**Challenge a**
Repeat the text below about a coup against a central government word for word, in full.

But control of the franchise is in the hands of state authorities, not the central government. Any constitutional amendment needs eight of the eleven states to support it, and the states control who gets to vote for that amendment. You've cited the cases of South American dictatorships: did any of them have federal constitutions like the Confederacy?
This is a good point: but federalism could be broken under the right circumstances, let's go through it below
The mechanics for this coup seem almost impossible. The moment that the general starts moving regular troops off the frontier towards Richmond, it's going to be clear what's happening. As a result, the president and Congress will flee and call on the state militia to suppress the insurrection.
First, you don't need too many regular troops to mount a coup: the upper-bound for necessary troops is probably 1000. Coups of the central government generally require you to control the nerve center of the state which amounts to maybe 1 or 2 square miles. You could do this without moving too many troops.
Second of all, I think the only real state that actually matters in the immediate aftermath of the coup is Virginia because it takes too long for other state militias to reach the capital before the junta could make some sort of deal with enough state governments to stabilize a government in the aftermath.

**Saved data entries**

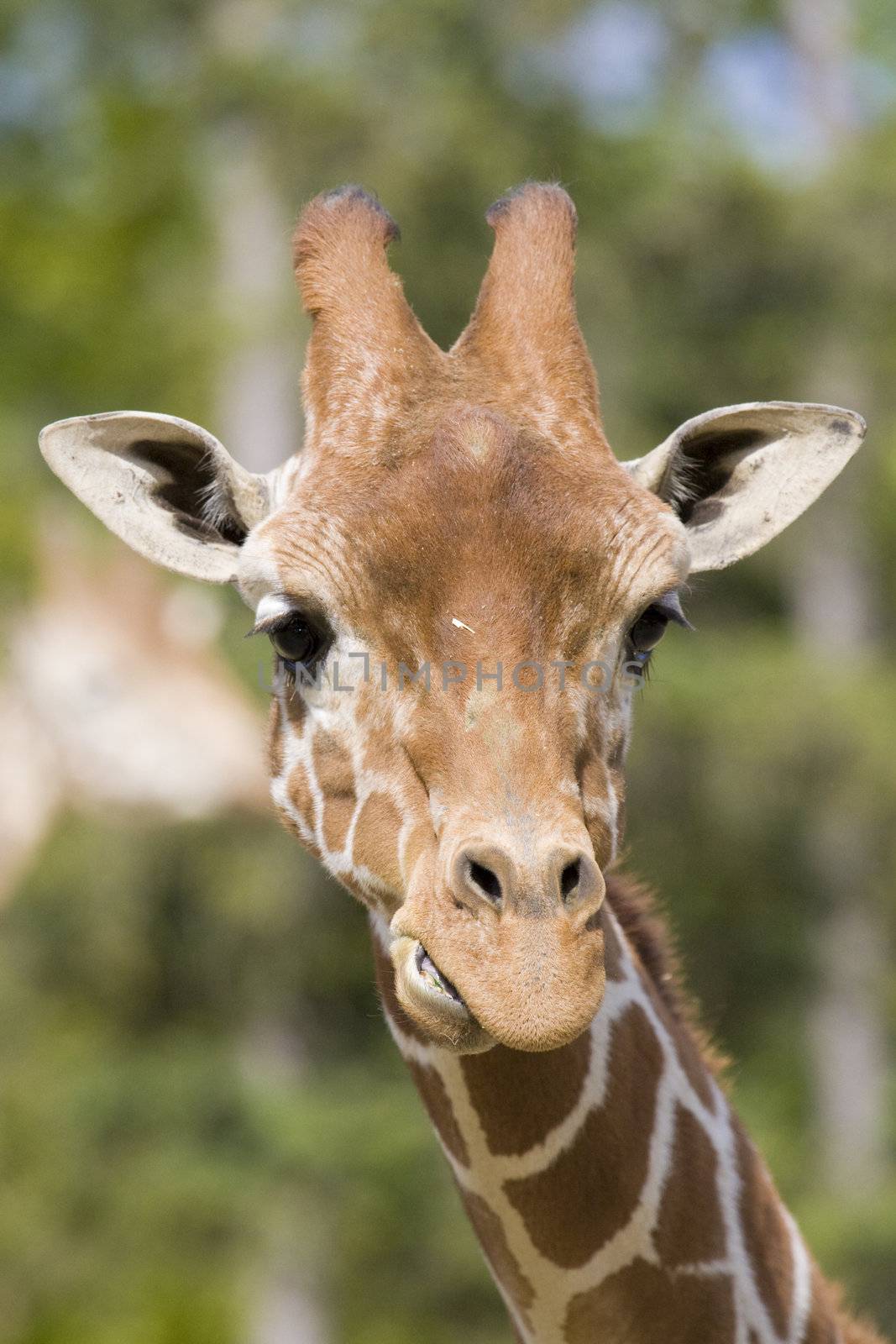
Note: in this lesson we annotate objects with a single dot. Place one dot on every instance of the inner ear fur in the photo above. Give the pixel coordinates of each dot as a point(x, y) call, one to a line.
point(161, 484)
point(739, 475)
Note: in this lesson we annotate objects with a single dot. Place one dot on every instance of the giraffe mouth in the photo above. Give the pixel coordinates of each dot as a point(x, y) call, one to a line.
point(432, 978)
point(432, 1000)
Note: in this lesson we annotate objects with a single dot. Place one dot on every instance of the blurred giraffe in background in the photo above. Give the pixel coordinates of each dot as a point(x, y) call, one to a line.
point(114, 698)
point(461, 585)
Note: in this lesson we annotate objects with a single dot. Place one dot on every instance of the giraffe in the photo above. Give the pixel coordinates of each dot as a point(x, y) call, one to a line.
point(463, 586)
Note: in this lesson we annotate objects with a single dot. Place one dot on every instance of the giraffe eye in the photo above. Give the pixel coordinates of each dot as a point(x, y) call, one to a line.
point(297, 640)
point(647, 632)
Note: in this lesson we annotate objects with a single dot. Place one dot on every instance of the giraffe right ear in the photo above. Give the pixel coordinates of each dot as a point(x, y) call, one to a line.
point(165, 487)
point(739, 475)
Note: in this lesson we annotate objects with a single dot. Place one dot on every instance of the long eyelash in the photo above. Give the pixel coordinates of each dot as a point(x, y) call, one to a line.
point(671, 606)
point(271, 624)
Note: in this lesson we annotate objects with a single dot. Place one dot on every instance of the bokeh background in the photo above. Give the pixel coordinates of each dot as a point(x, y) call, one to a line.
point(206, 1136)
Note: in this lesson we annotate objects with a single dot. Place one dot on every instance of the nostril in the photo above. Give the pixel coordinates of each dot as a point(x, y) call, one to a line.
point(485, 880)
point(570, 879)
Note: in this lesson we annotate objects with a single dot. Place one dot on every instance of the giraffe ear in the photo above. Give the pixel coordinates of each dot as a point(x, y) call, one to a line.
point(165, 487)
point(738, 476)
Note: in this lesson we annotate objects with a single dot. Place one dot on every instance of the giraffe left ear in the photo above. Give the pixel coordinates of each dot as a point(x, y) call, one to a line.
point(738, 476)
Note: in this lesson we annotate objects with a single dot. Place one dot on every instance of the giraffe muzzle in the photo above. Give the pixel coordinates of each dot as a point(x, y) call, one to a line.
point(527, 974)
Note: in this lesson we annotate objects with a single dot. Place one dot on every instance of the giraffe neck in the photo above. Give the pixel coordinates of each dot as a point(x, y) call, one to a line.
point(613, 1189)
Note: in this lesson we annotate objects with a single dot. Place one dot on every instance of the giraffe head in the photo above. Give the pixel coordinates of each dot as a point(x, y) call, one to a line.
point(463, 586)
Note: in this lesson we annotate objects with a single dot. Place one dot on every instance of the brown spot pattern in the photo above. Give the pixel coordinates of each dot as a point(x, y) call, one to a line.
point(691, 1229)
point(338, 819)
point(376, 837)
point(300, 796)
point(591, 1189)
point(275, 741)
point(652, 1305)
point(438, 1105)
point(613, 964)
point(520, 1097)
point(766, 1233)
point(333, 765)
point(488, 1227)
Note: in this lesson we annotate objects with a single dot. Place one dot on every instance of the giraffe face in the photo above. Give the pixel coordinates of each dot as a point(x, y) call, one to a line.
point(458, 511)
point(474, 813)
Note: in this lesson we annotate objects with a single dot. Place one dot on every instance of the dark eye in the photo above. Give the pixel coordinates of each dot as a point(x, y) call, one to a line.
point(647, 632)
point(297, 640)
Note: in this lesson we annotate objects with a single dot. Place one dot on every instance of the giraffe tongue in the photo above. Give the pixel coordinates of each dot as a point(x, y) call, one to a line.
point(432, 974)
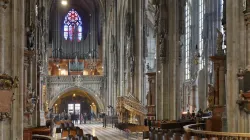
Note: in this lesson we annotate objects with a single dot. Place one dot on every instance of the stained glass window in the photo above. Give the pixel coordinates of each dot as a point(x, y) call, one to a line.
point(201, 47)
point(72, 26)
point(187, 40)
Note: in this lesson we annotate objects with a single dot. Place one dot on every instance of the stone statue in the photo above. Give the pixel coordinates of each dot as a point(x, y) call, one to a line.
point(132, 65)
point(148, 67)
point(16, 82)
point(128, 25)
point(196, 56)
point(219, 41)
point(161, 43)
point(30, 38)
point(31, 99)
point(210, 98)
point(157, 16)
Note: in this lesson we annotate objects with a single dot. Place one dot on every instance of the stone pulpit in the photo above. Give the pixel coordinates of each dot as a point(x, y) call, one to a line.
point(216, 95)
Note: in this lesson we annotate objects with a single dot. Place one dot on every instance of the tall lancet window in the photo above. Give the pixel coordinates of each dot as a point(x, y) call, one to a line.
point(201, 46)
point(187, 40)
point(72, 26)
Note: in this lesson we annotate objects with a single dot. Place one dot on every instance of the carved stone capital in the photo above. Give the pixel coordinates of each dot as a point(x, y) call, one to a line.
point(247, 18)
point(4, 3)
point(163, 60)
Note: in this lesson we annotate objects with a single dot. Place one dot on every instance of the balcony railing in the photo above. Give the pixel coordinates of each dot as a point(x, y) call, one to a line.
point(131, 105)
point(196, 131)
point(74, 78)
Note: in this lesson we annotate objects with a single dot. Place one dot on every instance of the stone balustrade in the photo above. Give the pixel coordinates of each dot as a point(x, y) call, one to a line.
point(197, 131)
point(58, 85)
point(131, 105)
point(74, 79)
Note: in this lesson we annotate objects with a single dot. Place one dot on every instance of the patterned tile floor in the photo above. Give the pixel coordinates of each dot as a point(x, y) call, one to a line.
point(107, 133)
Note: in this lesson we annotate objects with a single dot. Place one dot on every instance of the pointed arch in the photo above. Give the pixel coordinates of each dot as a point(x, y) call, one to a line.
point(72, 28)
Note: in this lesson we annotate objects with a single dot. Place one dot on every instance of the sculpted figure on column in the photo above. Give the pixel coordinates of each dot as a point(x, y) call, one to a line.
point(219, 41)
point(30, 37)
point(162, 44)
point(132, 65)
point(210, 98)
point(4, 3)
point(157, 15)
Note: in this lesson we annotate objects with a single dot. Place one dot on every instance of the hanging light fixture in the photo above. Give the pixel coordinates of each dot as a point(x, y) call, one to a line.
point(64, 2)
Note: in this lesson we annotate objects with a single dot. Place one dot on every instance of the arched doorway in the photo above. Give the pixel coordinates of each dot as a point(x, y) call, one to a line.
point(77, 102)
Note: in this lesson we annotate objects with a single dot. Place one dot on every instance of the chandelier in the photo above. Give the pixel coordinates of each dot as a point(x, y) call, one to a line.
point(91, 61)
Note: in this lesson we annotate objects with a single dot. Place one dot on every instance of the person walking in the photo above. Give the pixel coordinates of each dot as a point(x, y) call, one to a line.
point(85, 118)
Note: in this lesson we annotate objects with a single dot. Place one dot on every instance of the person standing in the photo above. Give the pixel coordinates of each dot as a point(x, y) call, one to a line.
point(85, 118)
point(81, 118)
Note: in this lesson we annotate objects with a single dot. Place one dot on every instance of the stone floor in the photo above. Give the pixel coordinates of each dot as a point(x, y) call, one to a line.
point(107, 133)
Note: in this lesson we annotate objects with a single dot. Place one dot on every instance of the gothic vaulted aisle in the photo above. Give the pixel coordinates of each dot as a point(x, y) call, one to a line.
point(124, 69)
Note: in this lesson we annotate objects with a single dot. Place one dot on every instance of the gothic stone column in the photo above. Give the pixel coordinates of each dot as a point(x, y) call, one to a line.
point(18, 43)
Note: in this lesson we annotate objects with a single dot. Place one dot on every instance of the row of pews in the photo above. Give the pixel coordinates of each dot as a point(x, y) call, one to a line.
point(70, 132)
point(166, 130)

**Challenge b**
Pick out every line of the entries above that contains the word "window". Treat uppercase and lowercase as different.

**Right answer a**
But control of the franchise is in the hands of state authorities, not the central government. Any constitutional amendment needs eight of the eleven states to support it, and the states control who gets to vote for that amendment. You've cited the cases of South American dictatorships: did any of them have federal constitutions like the Confederacy?
This is a good point: but federalism could be broken under the right circumstances, let's go through it below
The mechanics for this coup seem almost impossible. The moment that the general starts moving regular troops off the frontier towards Richmond, it's going to be clear what's happening. As a result, the president and Congress will flee and call on the state militia to suppress the insurrection.
First, you don't need too many regular troops to mount a coup: the upper-bound for necessary troops is probably 1000. Coups of the central government generally require you to control the nerve center of the state which amounts to maybe 1 or 2 square miles. You could do this without moving too many troops.
Second of all, I think the only real state that actually matters in the immediate aftermath of the coup is Virginia because it takes too long for other state militias to reach the capital before the junta could make some sort of deal with enough state governments to stabilize a government in the aftermath.

**Right answer b**
Note: in this lesson we annotate objects with a single dot. Place one dot on every instance of the stained glass window in the photo above. Give the pixel coordinates of each dot as a point(x, y) call, one to a line.
Note: in this lesson we annotate objects with a single dot. Place one dot on every instance of the tall lancet window in the photo above. Give the pixel coordinates of each dot as a point(x, y) call, one to a line.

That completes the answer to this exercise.